*** Opening Provided data ***
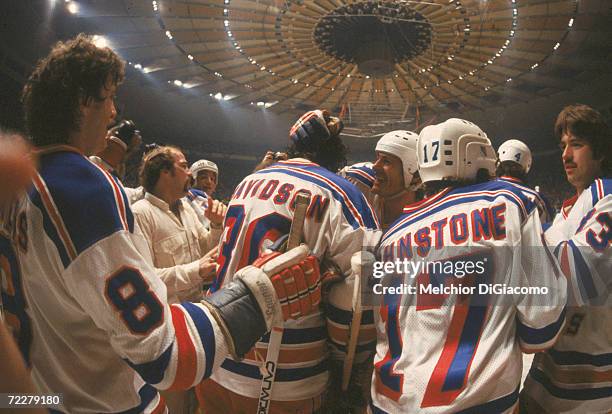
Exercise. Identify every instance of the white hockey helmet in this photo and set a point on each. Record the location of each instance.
(515, 151)
(204, 165)
(402, 144)
(454, 150)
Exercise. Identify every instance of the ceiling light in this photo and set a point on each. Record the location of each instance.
(100, 41)
(73, 8)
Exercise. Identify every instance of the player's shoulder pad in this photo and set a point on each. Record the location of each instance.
(514, 193)
(81, 203)
(355, 207)
(600, 188)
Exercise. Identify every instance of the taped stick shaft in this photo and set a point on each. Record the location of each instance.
(268, 371)
(355, 324)
(302, 200)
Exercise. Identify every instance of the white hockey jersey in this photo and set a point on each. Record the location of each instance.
(339, 221)
(575, 376)
(441, 350)
(93, 313)
(544, 208)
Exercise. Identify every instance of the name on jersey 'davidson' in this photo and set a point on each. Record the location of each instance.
(458, 289)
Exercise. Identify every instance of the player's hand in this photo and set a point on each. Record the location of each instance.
(296, 280)
(216, 212)
(207, 268)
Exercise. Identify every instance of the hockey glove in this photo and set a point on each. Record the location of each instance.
*** Closing Provided data ***
Each entry should be repeated exactly as it appears; the pictures stay out.

### Solved exercise
Exercise. Identify every instance of the white hockey helmet in this photo and set a point on each. Record the location of each instance.
(515, 151)
(204, 165)
(402, 144)
(454, 150)
Exercise. Identify every instance of the ceiling light in this photo and set a point on each. Record the location of each instance.
(100, 41)
(73, 8)
Exercise. Identify every instance of the player's shoulder pad in this photo and set a point on each. Record the location of each instance.
(514, 193)
(81, 203)
(355, 207)
(600, 188)
Exercise. Identify every instance of the taped stick shaft in this photo and set a point on each. Record the location of each instance.
(268, 371)
(355, 324)
(302, 200)
Exercise. Identify every instance of the white hockey jersey in this photo and set a point on each. Record the location of each instance.
(339, 221)
(575, 376)
(441, 350)
(93, 313)
(544, 208)
Exercise. Identify every instance of the name on jersey 'davidson' in this photo and set a point on each. Record the location of each instance.
(458, 289)
Exercise. Identify every instance of the player's hand in this photo and set a point on each. Record the location of each instance.
(296, 280)
(216, 212)
(207, 268)
Exercise. Identify every instance of the hockey glove in this photo and set a point on each. Record the location of each instance.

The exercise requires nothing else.